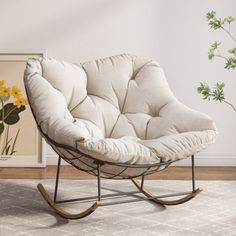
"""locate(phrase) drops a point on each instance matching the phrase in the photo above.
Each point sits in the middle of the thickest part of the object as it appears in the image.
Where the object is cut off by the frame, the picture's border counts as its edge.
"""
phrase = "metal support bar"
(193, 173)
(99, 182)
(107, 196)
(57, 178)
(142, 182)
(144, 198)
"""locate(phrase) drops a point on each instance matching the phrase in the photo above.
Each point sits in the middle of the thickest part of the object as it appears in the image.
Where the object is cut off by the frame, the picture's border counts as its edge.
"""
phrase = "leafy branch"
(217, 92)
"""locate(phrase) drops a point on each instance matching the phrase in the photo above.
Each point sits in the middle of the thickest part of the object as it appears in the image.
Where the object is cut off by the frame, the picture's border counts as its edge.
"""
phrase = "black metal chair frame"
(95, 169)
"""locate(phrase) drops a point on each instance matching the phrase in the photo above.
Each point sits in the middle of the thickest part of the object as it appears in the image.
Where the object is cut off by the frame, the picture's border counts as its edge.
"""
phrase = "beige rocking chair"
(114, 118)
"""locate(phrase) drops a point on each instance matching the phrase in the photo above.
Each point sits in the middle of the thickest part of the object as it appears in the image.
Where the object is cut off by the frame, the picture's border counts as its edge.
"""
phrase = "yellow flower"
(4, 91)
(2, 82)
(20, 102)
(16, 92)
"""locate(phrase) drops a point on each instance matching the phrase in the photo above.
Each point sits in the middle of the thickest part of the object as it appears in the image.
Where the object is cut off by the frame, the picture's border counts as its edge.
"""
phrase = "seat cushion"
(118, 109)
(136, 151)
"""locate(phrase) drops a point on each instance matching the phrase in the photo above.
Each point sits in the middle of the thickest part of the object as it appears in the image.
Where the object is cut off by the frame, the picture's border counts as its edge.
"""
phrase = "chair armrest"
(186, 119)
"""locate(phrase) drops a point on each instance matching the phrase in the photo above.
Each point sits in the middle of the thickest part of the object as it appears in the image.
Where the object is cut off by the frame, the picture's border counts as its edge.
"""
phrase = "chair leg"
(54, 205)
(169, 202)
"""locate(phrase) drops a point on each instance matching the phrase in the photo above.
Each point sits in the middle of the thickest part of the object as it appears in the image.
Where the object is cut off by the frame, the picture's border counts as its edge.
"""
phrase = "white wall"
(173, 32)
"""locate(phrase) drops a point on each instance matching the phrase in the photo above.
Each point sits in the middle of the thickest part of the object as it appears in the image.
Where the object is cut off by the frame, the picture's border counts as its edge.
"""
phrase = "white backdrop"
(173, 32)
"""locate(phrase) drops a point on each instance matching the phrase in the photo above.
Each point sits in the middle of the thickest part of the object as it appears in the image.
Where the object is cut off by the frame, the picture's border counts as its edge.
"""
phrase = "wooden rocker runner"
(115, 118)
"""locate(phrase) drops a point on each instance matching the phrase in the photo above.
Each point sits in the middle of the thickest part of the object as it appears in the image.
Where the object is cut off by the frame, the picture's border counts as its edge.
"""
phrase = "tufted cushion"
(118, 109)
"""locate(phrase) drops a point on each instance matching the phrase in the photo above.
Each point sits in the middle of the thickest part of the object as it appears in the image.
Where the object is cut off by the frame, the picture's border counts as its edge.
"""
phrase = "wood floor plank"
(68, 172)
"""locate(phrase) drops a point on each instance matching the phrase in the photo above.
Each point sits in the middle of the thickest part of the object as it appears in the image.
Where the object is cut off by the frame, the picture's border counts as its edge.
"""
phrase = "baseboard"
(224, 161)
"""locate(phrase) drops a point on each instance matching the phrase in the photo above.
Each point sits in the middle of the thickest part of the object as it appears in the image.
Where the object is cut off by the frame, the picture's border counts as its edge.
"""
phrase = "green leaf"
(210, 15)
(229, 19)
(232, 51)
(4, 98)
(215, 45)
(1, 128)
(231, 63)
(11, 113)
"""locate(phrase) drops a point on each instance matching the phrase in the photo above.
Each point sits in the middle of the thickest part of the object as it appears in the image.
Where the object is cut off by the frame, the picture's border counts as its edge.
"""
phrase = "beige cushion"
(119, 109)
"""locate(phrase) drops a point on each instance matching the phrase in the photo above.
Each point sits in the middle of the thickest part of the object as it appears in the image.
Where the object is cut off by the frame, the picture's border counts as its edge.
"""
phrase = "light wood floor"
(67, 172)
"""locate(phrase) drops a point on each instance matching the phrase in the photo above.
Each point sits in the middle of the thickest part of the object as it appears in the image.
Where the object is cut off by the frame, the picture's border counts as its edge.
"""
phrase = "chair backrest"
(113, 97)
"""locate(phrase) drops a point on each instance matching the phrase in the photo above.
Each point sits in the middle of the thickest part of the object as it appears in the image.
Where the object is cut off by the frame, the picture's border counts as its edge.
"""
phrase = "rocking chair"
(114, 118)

__________

Output an exact copy of the material, with the pictures removed.

"""locate(phrase) drops a point on each instance matching the phrase in the photo above.
Each point sits in the middle of the thickest part of the object as it appears in the image.
Where the object is cut off by the frame, the picture's border counts as its edge.
"""
phrase = "metal support bar"
(193, 173)
(99, 182)
(107, 196)
(57, 178)
(142, 182)
(144, 198)
"""locate(phrase) drops a point on each instance matching the phrase in the photo above.
Each point sits in the middle of the thickest part of the object as it appears in the image.
Where the object is cut off by the frame, the picture's border counts as its edge.
"""
phrase = "leafy branch"
(217, 92)
"""locate(phrase) drops a point on each instance matching the phrase in the photo above.
Each point sits in the middle of the thickest part of the object as it appears in the image.
Where the object is cut off by the frame, the picture's border counts as its edge.
"""
phrase = "black metal chair frame"
(95, 169)
"""locate(phrase) drops a point on each instance matching the phrase in the photo above.
Each point sits in the middle of the thickest part of the object as it appears in the image.
Where the object is cut off by the frame, the picture's border counts as its edge.
"""
phrase = "beige rocking chair"
(114, 118)
"""locate(phrase) drops a point on each instance matching the phrase in the photo above.
Each point sits in the middle of the thickest part of the object as it appears in the image.
Where the object is cut off by the frame, the picture's border counts as its edge.
"""
phrase = "yellow flower"
(4, 91)
(2, 82)
(20, 102)
(16, 92)
"""locate(phrase) drops a point on each instance matching the phrase in the photo above.
Each point sits in the middle of the thickest part of the object as it appears in the image.
Where the object is cut off by the frame, the picture's border counts as its edge.
"""
phrase = "seat cushion"
(118, 109)
(136, 151)
"""locate(phrase) drops a point on each instance matching the phrase in the photo above.
Each point sits in the middle of the thickest part of the object as it appears in the image.
Where the object is cut off by the frame, the picture's border counts as its edge.
"""
phrase = "chair armrest"
(186, 119)
"""locate(phrase) drops a point on each instance matching the phrase in the photo above.
Each point sits in the middle of the thickest part of the object as it appears in the image.
Where the object is cut off by the frame, the picture's border counts as its edge.
"""
phrase = "chair leg"
(54, 205)
(169, 202)
"""locate(phrase) drops a point on each instance matching the phrase in the photo above.
Each point sits in the middle of the thickest part of the object as it appears in the image.
Where the object is cut off by the frame, the picture's border counts as its edge.
"""
phrase = "white wall"
(173, 32)
"""locate(phrase) drops a point on each instance matching the phrase in the photo above.
Each point sits in the middle of the thickest part of the object as it appears in the image.
Where the object is cut off by the frame, the picture's border counts as its edge.
"""
phrase = "white backdrop"
(173, 32)
"""locate(phrase) drops a point on each instance matching the phrase in the photo above.
Each point sits in the middle of the thickest part of the object as it appears in the image.
Where the object is cut off by the frame, the picture's border counts as its edge.
"""
phrase = "wooden rocker runner"
(115, 118)
"""locate(phrase) drops a point on each instance matching the phrase in the photo above.
Each point sits in the middle of the thickest part of the object as it appears in the image.
Where the object is cut off by the frame, the picture's border counts as its edge.
"""
phrase = "tufted cushion"
(118, 109)
"""locate(phrase) drops a point on each instance matching the phrase in the photo above.
Each point sits in the middle of the thickest part of the object as it appears in the image.
Where the object is cut off by the frame, the picture's border counts as its edge.
"""
phrase = "wood floor plank"
(68, 172)
"""locate(phrase) drops a point on each instance matching the phrase in the photo above.
Each point sits in the middle of the thickest part of the object as it appears in the image.
Where the object is cut off by the frame, the picture's border counts as its edge.
"""
phrase = "baseboard"
(224, 161)
"""locate(phrase) drops a point on each instance matching the phrase in the photo above.
Each point sits in the middle of the thickest part of the object as it appears in the image.
Where the object is cut off by the frame, the picture's border counts as its edge.
"""
phrase = "green leaf"
(210, 15)
(229, 19)
(232, 51)
(4, 98)
(215, 45)
(1, 128)
(231, 63)
(11, 113)
"""locate(phrase) drops a point on each instance matching the phrase in the photo above.
Each point sits in the middle of the thickest part of the object as it appears in the image.
Where the object is cut off by the frame, the picture's border counts as its edge.
"""
phrase = "beige cushion"
(119, 109)
"""locate(phrase) drops a point on each instance matching the phrase in the photo above.
Each point sits in the middle of the thickest part of the object as it appears in the image.
Where the object is cut off by the frame, the picture's border counts as its edge.
"""
phrase = "light wood floor"
(67, 172)
"""locate(phrase) drops a point on each instance matching the phrase in the photo above.
Each point sits in the middle of the thickest part of the object as it appears in the image.
Where the object is cut off by the frame, the picture's border counts as its edge.
"""
phrase = "chair backrest"
(113, 97)
"""locate(phrase) drops a point on each instance matching the phrase in the photo above.
Each point sits in the middle of the thickest part of the object as it appears in the image.
Where the object is cut off by the frame, the picture's border counts as its edge.
"""
phrase = "rocking chair"
(114, 118)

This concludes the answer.